Stored records:
=-=-=
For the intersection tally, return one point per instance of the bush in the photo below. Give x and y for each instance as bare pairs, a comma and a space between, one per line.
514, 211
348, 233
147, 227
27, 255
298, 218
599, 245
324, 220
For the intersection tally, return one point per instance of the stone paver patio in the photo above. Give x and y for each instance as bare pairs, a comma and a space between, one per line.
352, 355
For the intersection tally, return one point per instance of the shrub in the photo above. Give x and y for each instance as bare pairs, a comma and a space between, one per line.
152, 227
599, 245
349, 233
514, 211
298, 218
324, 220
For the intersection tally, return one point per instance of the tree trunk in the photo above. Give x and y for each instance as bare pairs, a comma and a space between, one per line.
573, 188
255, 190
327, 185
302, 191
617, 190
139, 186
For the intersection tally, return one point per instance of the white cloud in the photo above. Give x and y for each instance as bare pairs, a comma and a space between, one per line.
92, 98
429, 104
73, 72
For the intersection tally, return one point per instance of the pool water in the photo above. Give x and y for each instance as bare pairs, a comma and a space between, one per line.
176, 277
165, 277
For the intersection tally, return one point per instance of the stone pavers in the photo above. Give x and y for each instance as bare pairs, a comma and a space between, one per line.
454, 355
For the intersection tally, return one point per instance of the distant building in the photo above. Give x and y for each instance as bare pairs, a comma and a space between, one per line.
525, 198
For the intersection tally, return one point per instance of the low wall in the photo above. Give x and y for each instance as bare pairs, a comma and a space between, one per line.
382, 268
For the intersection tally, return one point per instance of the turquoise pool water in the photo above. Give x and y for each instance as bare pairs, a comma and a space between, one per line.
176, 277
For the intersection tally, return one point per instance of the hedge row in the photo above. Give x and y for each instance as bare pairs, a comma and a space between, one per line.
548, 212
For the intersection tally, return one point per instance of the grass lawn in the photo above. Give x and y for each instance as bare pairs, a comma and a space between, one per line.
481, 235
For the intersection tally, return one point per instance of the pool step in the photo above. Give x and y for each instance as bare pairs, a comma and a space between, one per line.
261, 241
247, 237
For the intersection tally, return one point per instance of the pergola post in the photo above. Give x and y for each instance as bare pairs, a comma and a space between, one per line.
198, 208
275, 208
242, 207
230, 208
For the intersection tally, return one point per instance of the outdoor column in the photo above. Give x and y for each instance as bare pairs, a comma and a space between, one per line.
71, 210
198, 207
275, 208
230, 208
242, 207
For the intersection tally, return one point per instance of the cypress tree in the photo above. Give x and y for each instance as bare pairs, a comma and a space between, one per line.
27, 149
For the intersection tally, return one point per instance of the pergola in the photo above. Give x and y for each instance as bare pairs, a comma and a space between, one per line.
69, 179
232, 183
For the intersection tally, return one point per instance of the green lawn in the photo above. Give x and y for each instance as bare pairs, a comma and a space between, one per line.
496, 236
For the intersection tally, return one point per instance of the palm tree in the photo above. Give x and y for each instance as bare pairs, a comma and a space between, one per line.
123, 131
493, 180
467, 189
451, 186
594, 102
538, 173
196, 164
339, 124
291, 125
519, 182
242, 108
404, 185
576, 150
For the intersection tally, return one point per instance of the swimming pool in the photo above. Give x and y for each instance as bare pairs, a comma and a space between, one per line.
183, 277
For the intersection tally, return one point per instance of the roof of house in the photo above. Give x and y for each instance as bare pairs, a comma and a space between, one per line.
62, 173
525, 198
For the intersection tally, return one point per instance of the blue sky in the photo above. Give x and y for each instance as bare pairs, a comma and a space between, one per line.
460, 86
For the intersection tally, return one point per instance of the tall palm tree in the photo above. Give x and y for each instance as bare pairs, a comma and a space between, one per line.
=-=-=
§ Task goal:
Nothing in the listing may be changed; retype it all exactly.

§ Solution to this exercise:
For the intersection tally, return one point per instance of the bush in the photo below. Give x and y for each instance as bare pairs, a comma and a space between, one per line.
514, 211
348, 233
147, 227
27, 255
298, 218
599, 245
324, 220
For the intersection tally, return one point per instance of the stone paver patio in the photo above. Give x and y for each instance as bare pairs, a comma and a space between, one per line.
352, 355
For the intersection tally, return one point per instance of the shrub in the photo above. Give x and y for each instance as bare pairs, a comma and a space between, one per line.
152, 227
599, 245
349, 233
514, 211
298, 218
324, 220
For the intersection tally, return one point per instance of the tree trunk in the photo above. Give x and y for each instance as bare pairs, a comma and a space between, one per line.
573, 188
255, 190
327, 185
302, 191
617, 190
139, 186
For the intersection tally, return one point per instance of the white cloud in the photo above. Give x and y for each instance as bare pairs, a comma and a space between, one per line.
92, 98
429, 104
73, 72
For the intersection tally, return one point per instance of the pool water in the photo above. Give x and y for each instance as bare pairs, a comma and a space between, one per line.
176, 277
165, 277
For the intersection tally, return one point per instance of the stone pavers in the photo above. Give x and y for each instance as bare pairs, a comma and a space between, one per line.
454, 355
For the intersection tally, return one point per instance of the distant building in the photo above. Give x and y for each instance as bare pairs, a comma and a space between, one per line.
525, 198
For the intersection tally, return one point per instance of the low wall in the photo above. Give x and y for each instance as bare pairs, a comma and a space between, one per line.
382, 268
For the intersection tally, return one point per instance of the turquoise pool water in the photo above. Give x and y for each instance as bare pairs, a comma and a space between, one per line.
176, 277
For the intersection tally, return one point per instance of the hedge row in the photo above. Give x and y for each instance as bare pairs, a comma and a space between, one per line.
548, 212
For the intersection tally, return one point per instance of the grass lawn in the photo above. Give x and y for each instance as bare pairs, a comma and a space between, one per line.
481, 235
For the intersection tally, return one point per instance of the pool step in the photo above. Give x and y for each instance as bare pairs, a comma and a space between, one per line.
261, 241
247, 237
For the intersection tally, return one point per instance of the pergola post in the photo above. Give x and y for each instance as bare pairs, a comma and a space between, one per line.
198, 208
275, 208
242, 207
230, 208
For the intersection tally, return one point per instance of the outdoor column in the photo above. Give x and y for each instance as bare pairs, a comma and a space between, one per line.
71, 210
198, 207
275, 208
230, 208
242, 207
For the intersection tally, return one point per instance of the cypress tree in the photo above. Give x and y for each instance as bare pairs, a comma and a space between, one per line.
27, 149
For the intersection tally, return one point per instance of the pergola in the photo above. Give x and y for each instance as bare pairs, a comma and a space between, one per line.
69, 179
232, 183
For the intersection tally, return one point per instance of the green lawn in the photo above. Give x and y for each instance as bare pairs, a comma and a space between, one per line.
496, 236
For the intersection tally, return one point per instance of the palm tree in the photo above. Give x and y for each instance as bare pairs, a comma and a space between, one per line.
123, 131
493, 180
467, 189
451, 186
594, 102
538, 173
196, 164
339, 124
291, 125
519, 182
242, 108
404, 185
576, 150
For the intersection tally, return one point per instance of the swimming pool in the photo above. Give x and y for each instance as bare pairs, a comma and a space between, one per line.
183, 277
For the intersection tally, return one point per instance of the roof of house in the photo above. Give x and y for each instance as bare pairs, a comma and a space between, one per line.
62, 173
525, 198
For the intersection tally, return one point per instance of the blue sky in the photo above. Give x and y for each instance as bare pairs, a comma and a space between, one per line.
460, 86
For the intersection tally, return one point per instance of the tall palm tree in the photo above. Give x and y for each instance as bare pairs, a comma and a space between, one per line.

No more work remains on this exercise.